厚生労働省の資料によると、集団分析を実施している事業場は、ストレスチェックをおこなった事業場のうち約85%にのぼります。
一方で、集団分析の結果をもとに職場環境改善を実施している事業場は50%未満にとどまっているのが現状です。
事業者も管理監督者も「よりよい職場づくり」を目指しているにも関わらず、ストレスチェック後の職場環境改善はなぜ実施されないのでしょうか。

ストレスチェックの集団分析では何もわからない⁉

ストレスチェックを実施した企業から「ストレスチェックの集団分析の結果では何もわからない」「職場環境改善といっても具体的に何をすればいいかわからない」というお悩みがしばしば聞かれます。
集団分析は職場の状態や問題点を数値化してくれますが、因果関係を問うものではないため、明確な改善策を提示してくれるわけではありません。
集団分析の結果を職場環境改善に活かすために重要なのは、表面化された数値から、暗黙に共有されたその組織独自の思考・行動パターンを含む原因を探っていくことです。
「暗黙に共有されたその組織独自の思考・行動パターン」は普段の職場で意識されることはありませんが、各個人や組織に多大な影響を及ぼします。
実際に職場で抱える問題は、この集団としての傾向に起因する場合が多いのです。
ストレスチェックの集団分析から得られるのは、あくまで結果としての数値だけです。しかし、その数値から集団としての傾向を読み取ることが、職場環境改善の具体的な施策を考えるうえで重要になってきます。

職場環境改善、その前に

集団としての傾向を読みとる際に重要なのがチーム内での「対話」です。
同じ数値を見ていても、その数値を見てどのように感じるかは、人によってまったく違います。

課題内容: ストレスチェックの集団分析についての本文を、最後の文のあとから書き継いでください。 資料はこの作業には関係しません。

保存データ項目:
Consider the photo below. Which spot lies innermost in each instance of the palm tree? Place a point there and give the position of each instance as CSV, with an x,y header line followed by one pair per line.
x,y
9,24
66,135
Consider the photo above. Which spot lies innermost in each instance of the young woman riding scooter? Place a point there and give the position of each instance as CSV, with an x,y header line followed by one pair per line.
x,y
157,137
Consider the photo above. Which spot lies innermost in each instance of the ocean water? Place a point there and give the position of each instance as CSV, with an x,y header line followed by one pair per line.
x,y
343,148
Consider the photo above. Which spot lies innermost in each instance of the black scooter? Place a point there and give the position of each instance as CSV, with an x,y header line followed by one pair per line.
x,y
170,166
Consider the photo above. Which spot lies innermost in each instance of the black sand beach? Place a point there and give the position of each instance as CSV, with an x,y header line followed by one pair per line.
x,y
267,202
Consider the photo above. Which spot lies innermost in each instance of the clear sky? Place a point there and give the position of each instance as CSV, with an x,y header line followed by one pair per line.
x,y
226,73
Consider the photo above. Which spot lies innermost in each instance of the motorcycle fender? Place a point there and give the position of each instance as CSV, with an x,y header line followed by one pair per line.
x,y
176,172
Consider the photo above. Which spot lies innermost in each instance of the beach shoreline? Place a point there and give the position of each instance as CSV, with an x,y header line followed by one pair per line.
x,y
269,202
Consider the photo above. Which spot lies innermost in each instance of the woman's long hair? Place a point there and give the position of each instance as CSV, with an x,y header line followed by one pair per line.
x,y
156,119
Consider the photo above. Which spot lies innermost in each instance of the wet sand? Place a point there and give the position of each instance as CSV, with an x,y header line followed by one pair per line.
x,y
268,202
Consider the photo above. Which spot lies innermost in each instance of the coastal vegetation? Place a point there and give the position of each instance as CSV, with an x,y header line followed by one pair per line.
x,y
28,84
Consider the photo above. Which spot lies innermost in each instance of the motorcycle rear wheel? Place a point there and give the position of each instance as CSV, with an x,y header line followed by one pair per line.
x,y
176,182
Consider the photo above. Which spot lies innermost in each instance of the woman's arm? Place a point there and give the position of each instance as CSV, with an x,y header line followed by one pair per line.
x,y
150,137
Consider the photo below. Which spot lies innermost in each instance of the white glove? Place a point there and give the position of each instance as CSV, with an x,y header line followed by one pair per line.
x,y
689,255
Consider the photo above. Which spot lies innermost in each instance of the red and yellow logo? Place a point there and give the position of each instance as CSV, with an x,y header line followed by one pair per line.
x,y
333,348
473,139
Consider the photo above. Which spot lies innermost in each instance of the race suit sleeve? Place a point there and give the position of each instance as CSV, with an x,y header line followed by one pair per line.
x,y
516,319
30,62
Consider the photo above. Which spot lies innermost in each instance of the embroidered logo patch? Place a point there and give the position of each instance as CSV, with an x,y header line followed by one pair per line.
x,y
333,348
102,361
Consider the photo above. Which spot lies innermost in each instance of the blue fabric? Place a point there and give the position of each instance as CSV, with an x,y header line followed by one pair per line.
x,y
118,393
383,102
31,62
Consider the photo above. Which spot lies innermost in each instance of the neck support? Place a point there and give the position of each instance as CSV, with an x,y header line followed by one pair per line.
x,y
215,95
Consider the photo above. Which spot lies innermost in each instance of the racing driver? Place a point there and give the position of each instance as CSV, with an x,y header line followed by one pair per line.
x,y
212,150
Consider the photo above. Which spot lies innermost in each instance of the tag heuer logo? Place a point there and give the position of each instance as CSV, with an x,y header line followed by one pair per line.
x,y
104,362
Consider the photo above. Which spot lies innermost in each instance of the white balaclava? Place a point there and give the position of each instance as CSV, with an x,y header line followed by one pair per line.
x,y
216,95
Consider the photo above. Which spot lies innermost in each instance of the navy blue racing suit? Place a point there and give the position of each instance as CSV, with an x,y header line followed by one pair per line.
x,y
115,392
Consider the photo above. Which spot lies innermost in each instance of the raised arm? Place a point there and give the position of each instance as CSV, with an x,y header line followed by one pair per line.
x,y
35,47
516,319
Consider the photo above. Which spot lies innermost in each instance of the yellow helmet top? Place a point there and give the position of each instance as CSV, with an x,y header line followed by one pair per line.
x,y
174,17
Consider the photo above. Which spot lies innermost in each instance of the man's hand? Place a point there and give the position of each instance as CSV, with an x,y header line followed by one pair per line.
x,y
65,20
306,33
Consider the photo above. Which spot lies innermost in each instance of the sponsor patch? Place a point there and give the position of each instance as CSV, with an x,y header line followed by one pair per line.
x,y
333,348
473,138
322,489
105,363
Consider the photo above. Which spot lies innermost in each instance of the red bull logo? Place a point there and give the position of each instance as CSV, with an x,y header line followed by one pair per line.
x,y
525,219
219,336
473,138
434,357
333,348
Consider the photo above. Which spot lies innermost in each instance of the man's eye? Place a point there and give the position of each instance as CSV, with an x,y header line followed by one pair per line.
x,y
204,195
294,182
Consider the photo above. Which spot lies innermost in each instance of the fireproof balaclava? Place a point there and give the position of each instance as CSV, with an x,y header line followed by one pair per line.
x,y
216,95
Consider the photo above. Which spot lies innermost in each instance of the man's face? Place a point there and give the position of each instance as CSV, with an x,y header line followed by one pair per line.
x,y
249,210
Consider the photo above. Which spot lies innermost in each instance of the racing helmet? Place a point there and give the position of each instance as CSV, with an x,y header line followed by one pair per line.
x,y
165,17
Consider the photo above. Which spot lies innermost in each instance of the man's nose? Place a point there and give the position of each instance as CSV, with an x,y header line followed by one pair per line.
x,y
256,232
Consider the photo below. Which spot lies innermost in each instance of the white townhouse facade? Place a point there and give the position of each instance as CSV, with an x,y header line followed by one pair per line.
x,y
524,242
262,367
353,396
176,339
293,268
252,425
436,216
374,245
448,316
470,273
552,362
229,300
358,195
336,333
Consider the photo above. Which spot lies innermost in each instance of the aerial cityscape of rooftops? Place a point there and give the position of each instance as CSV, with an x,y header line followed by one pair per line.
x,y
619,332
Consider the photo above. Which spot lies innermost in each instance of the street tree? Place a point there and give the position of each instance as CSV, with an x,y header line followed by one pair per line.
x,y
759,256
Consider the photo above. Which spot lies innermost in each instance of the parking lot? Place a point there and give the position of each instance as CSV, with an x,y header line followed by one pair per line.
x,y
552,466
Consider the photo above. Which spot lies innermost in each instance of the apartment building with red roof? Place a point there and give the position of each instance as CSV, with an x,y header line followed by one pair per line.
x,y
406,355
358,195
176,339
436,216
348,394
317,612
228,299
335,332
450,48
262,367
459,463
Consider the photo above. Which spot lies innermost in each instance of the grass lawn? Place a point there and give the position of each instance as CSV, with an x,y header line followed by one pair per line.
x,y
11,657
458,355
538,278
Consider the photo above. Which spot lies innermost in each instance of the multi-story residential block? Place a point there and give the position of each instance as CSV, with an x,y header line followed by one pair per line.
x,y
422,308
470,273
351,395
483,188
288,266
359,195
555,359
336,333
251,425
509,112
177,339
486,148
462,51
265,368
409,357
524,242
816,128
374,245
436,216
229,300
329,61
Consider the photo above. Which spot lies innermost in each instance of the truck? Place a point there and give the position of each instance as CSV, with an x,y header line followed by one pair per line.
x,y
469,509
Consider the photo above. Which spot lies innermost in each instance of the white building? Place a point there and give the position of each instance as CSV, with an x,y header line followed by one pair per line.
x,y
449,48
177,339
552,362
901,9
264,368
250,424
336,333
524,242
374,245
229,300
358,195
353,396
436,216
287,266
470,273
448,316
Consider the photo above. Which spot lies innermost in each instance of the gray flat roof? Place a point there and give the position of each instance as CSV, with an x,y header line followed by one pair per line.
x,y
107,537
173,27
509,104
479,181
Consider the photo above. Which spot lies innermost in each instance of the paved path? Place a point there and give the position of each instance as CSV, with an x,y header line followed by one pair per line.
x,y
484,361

解答:
集団分析の結果をどう捉え、どう意味付けしていくのかを考えるためにも、ストレスチェックの集団分析結果をテーマに、職場内での対話をすすめていくステップが必要なのです。
実際に対話をする際には、「ストレスチェックの集団分析結果をテーマに」今のチームを振り返るのが有効です。
数値化されたストレスチェックの集団分析結果をもとに対話を進めることで、メンバーの個人的な要素を排除し、チームへの思いや現在の状況について、本音で話し合いやすくなります。
集団分析のフィードバックが行われている職場も増えてきましたが、結果発表会という一方的な「通知」で終わってしまっているところも多いのではないでしょうか。
しかし、それでは集団としての傾向や問題点を捉えることはできません。また、職場内での対話なしに職場環境改善をおこなえば、「やらされ感のある職場環境改善」という業務が増えるだけです。
集団分析結果の数字からはたくさんの情報を読みとることができますが、それ自体が職場環境を改善してくれるわけではありません。
また、職場環境改善は、事業者や上司、会社の1部署だけでおこなえるものではありません。
一人ひとりのメンバーの意識と行動が伴わなければ、よりよい職場づくりは不可能です。
ストレスチェックの集団分析の結果は、「聴くこと」「話すこと」というきっかけを与えてくれます。こうした対話のステップにより、集団分析結果の数値が意味をもち、より効果的な組織の職場環境改善につなげることができるでしょう。

DL

参考:厚生労働省「ストレスチェック制度の効果的な実施と活用に向けて(PDF)」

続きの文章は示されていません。